**List of tasks**:
[A] Reproduce everything in the mesothelioma treatment passage from "The stage, size, and" down to "that you have.".
[B] Pick up the mesothelioma treatment passage after its final sentence and carry it forward.

**Excerpted passage**:
BEGIN
The stage, size, and location of your tumor will determine how it is treated. Treatment options could include surgery, chemotherapy, immunotherapy, radiation therapy, or a combination of any of these, depending on the type and stage of cancer that you have.

For most types of tumors, surgical removal of the visible tumor is considered the treatment that gives the best chance of cure. The decision of whether to use surgery is dependent on the size and location of the tumor and on whether the cancer cells have spread to other parts of the body. If the tumor cells have spread or if some of the tumor could not be removed during surgery, one or more other therapies may then be used as the next best chance to improve survival.

Introduction To Treatment Options:

There are no treatments for mesothelioma that have repeatedly provided a complete response. Any discussion of treatments, therefore, must include a wide variety of approaches, all of which continue to be considered primarily palliative. We will also deal with the post-treatment issues of recovery and coping with after-effects. Also given consideration will be concerns about recurrence and long term prognoses.

Primary Treatments:
As of early 2006, the state-of-the-art treatment for mesothelioma always includes some form of surgery. Either complete resection (if possible) or surgical debulking is a necessity for adjuvant treatments to be maximally effective. Surgery by itself, is not considered optimal and the practice of combining surgery with either chemotherapy, radiation, or both has gained acceptance as the preferred approach. This combination of methods is called multimodality treatment and has shown the most progress of any approach

Even chemotherapy by itself is now rarely administered as a single agent. Chemo protocols usually involve two or more complementary agents, often with widely different targets for each therapy. Assessments of various clinical trials and experience with treatment outcomes that rarely include stable disease have demonstrated that single protocol treatments are much less effective. Single agent protocols are therefore rapidly falling into disfavor.

Multimodality treatments that combine several complementary approaches, i.e. surgery together with either radiation or a combination of chemotherapy agents, are complicated treatments and should only be pursued at a mesothelioma center of excellence. Surgeries like extrapleural pneumonectomy can involve significant risks of mortality and morbidity if performed by a surgical and post-surgical nursing team with limited experience. Experienced medical teams can help to prevent or circumvent these issues.

Whether pleural or peritoneal, surgery offers the greatest chance for success but may include serious, even life-threatening side-effects. Such side effects, depending upon whether the surgery is abdominal or thoracic may include hemorrhage, lung infection, empyema, bronchoplenral fistula, heart arrhythmia, chest pain, abdominal pain, digestive problems, constipation, hemoptysis, nerve damage, pulmonary embolism, pneumothorax, or pneumonitis. The surgery itself may introduce malignant seeding at the site of the incisions. Certain chemotherapies may introduce another, entirely different set of morbidity issues such as neuropathy, loss of appetite, tinitus, hair loss, weight loss, nausea and low blood counts of white and red blood cells.
END
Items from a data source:
BEGIN
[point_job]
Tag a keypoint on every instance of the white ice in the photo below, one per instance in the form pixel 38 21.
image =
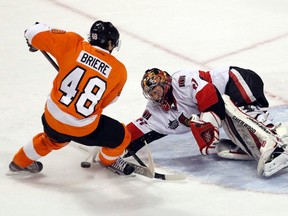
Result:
pixel 168 34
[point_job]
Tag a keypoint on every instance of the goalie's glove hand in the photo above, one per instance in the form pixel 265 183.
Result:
pixel 205 133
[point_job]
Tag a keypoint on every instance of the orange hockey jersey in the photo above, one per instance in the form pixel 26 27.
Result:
pixel 89 79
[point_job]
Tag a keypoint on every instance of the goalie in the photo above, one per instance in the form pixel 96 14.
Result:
pixel 202 102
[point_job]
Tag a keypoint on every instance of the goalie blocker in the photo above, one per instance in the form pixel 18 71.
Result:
pixel 255 139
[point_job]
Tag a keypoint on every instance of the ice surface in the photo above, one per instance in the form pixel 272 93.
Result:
pixel 167 34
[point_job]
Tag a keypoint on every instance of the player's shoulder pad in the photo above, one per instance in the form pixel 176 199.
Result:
pixel 58 31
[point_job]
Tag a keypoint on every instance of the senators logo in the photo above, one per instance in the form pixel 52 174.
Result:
pixel 58 31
END
**Task-by-task answers**:
[A]
The stage, size, and location of your tumor will determine how it is treated. Treatment options could include surgery, chemotherapy, immunotherapy, radiation therapy, or a combination of any of these, depending on the type and stage of cancer that you have.

[B]
Despite the risks, treatments available today have made significant progress against the disease and with skillful intervention by experienced mesothelioma specialists the benefits of treatment far outweigh the alternatives. This is true, both in terms of improved quality of life, and in median survival times, which keep growing in leaps and bounds.

The choice of a treatment path is very much dependent upon the type of mesothelioma the staging of the disease and the health of the individual. As an example, a comparison of statistics for the various common treatment options for pleural mesothelioma is shown in the table below:

Treatment Recommended Stage (c) Quality of Life QoL (a) Risk of Morbidity (b) Median Survival (months)
Supportive Care 3 to 5 1 to 3 1 6 to 8
Theracoscopic Pleurodesis all 1 to 3 1 to 2 7 to 9
Pleurectomy 1 to 2 2 to 4 1 to 3 13
EPP With Intracamitary Chemo 1 & 2 2 to 4 3 to 4 30
Pleurectomy / Brachytherapy na na na 11
Multimodal Extrapleural Pneumonectomy (EPP)  1 & 2 2 to 4 3 to 4 13 to 19
Surgery/Photodynamic Therapy na na n 14
Radiotherapy alone na 3 to 4 1 to 2 8 to 15
Single Agent Chemotherapy 3 to 5 3 to 4 1 to 2 6 to 9
Combination Chemotherapy 3 to 5 3 to 5 1 to 2 6 to 16

Treatments and Outcomes For Pleural Meso: Legend: 1=lowest, 5=highest, na=not available.
NOTE: Lower can mean both best and worst. Example: Staging of 1 is best, Quality of Life (QOL) of 1 is worst. Table courtesy Meso Foundation 9/11 Asbestos Risk Assessment.

(a) (b) Author’s view based on 130+ patient interviews. (c) Since surgery is not always possible or desirable, patients tend to be segregated into surgical and other treatment groups by stage. Lower stage patients are more likely to be offered surgery. The options on the left represent treatment choices patients may be offered by their primary physician. Not all patients are able or willing to seek treatment at a mesothelioma center of excellence.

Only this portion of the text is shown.